Object pointing dataset rows:
_ _ _ _

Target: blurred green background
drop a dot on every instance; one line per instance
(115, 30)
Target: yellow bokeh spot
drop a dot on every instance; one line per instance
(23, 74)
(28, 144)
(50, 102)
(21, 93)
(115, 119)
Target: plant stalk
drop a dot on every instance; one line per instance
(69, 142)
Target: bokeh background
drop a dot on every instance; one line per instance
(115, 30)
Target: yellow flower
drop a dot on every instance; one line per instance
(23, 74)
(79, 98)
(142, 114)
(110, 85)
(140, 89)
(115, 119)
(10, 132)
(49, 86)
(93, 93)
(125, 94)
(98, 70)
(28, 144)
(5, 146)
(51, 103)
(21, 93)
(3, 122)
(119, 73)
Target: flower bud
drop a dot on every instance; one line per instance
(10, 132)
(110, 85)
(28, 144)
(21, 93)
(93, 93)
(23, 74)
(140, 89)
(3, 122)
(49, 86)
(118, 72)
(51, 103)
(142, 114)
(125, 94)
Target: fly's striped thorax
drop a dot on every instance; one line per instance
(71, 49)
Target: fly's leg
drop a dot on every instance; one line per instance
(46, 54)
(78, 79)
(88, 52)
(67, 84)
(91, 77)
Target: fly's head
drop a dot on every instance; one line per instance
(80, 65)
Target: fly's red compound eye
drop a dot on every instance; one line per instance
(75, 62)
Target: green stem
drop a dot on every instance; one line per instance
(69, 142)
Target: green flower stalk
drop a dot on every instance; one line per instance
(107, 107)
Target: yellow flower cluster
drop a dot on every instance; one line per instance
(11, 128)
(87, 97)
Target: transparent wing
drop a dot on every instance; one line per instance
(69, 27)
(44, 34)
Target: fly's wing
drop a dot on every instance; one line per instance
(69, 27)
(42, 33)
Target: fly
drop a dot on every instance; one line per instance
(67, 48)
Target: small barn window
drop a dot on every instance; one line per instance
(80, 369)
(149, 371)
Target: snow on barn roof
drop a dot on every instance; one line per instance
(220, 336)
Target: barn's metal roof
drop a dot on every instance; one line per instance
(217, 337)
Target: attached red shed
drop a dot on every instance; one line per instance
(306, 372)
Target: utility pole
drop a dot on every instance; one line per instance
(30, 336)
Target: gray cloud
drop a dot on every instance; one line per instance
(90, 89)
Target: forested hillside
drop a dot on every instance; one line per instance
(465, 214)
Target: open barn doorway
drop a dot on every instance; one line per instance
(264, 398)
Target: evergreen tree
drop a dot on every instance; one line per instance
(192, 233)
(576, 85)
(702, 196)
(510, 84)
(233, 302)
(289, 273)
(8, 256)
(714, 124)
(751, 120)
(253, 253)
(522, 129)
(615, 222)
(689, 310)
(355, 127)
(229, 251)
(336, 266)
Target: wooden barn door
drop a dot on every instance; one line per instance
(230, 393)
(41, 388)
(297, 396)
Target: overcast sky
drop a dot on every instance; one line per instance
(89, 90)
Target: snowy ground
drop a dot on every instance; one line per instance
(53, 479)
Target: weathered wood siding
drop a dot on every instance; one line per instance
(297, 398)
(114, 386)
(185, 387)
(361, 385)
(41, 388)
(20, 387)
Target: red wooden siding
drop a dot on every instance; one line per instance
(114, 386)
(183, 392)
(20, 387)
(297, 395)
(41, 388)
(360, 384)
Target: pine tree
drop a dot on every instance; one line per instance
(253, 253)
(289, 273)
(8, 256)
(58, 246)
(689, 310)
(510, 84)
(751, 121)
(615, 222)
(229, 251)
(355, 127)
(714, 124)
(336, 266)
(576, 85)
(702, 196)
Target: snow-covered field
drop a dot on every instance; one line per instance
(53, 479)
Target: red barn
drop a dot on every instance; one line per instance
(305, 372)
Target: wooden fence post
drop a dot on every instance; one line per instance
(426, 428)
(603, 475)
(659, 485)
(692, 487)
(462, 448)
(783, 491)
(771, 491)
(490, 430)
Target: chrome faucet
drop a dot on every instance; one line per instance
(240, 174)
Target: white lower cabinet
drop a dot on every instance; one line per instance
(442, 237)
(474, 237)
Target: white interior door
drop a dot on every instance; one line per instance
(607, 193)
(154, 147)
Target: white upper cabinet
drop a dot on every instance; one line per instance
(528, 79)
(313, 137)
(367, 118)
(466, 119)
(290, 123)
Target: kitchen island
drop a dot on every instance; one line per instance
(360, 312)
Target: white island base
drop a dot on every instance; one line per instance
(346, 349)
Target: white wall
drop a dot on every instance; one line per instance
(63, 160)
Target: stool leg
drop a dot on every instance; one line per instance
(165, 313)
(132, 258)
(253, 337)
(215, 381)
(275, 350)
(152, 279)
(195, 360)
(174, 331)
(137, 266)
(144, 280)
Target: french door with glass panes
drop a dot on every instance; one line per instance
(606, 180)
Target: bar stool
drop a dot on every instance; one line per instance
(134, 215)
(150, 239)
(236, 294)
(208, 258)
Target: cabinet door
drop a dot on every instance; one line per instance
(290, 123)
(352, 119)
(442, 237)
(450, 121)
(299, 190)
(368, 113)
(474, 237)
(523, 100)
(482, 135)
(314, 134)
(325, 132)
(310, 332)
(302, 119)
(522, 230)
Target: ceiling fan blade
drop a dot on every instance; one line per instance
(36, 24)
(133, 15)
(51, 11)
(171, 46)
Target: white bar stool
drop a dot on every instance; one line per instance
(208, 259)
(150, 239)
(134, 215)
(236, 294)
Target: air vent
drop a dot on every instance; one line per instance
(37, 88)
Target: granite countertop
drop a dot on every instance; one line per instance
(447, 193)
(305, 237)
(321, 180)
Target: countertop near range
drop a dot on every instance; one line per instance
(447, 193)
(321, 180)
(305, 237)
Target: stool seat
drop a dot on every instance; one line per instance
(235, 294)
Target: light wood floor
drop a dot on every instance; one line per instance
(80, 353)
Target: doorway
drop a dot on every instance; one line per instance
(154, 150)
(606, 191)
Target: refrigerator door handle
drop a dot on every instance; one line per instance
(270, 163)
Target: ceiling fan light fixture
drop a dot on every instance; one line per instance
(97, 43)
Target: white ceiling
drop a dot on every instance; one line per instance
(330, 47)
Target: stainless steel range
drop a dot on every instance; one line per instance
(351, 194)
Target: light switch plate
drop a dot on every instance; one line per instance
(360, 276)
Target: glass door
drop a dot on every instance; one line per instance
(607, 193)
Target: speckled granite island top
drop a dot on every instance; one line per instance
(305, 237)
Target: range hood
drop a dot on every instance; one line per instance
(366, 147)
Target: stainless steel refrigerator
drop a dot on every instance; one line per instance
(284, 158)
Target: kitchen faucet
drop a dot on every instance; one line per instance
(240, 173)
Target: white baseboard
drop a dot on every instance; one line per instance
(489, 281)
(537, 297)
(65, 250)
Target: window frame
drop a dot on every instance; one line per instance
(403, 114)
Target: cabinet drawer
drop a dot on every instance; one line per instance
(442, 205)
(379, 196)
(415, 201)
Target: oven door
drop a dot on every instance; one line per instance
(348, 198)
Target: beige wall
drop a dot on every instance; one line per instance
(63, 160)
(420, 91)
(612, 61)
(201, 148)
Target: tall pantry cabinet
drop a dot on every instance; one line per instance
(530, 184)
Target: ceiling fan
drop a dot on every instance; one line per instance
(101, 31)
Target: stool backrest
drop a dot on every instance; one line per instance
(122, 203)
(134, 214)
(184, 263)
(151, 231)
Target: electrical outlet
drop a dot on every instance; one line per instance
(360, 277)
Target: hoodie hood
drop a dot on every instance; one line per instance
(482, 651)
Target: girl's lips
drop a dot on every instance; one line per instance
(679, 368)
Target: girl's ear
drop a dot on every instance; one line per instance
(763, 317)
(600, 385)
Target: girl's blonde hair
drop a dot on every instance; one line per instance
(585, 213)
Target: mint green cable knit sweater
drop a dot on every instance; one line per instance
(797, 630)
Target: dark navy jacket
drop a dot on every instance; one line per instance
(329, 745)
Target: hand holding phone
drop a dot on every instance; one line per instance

_ _ _ _

GOAL:
Which lines start at the one containing "Target: oven door" and go through the end of the rows? Quote all of them verbatim.

THE RESULT:
Target: oven door
drop a dot on every instance; one line per instance
(348, 198)
Target: beige wall
drop a dot on every instance; one line per instance
(63, 160)
(420, 91)
(612, 61)
(201, 148)
Target: tall pantry cabinet
drop a dot on every instance; one line per instance
(530, 184)
Target: ceiling fan
drop a dot on every instance; one line per instance
(101, 31)
Target: stool backrest
drop a dot on every instance; one line per instance
(122, 203)
(134, 214)
(184, 263)
(151, 231)
Target: electrical outlet
drop a dot on every instance; one line per instance
(360, 277)
Target: hoodie hood
drop a dot on every instance; one line per instance
(482, 651)
Target: girl's lips
drop a dot on every instance; one line per instance
(679, 368)
Target: girl's ear
drop a dot on every instance; one line per instance
(763, 317)
(600, 385)
Target: girl's blonde hair
drop a dot on every instance; one line per instance
(585, 213)
Target: mint green cable knit sweater
drop a dot on every instance; one line per instance
(797, 630)
Target: dark navy jacket
drop a dot on every instance; one line per instance
(329, 745)
Target: hand holding phone
drop a dot on every instance; one line per instance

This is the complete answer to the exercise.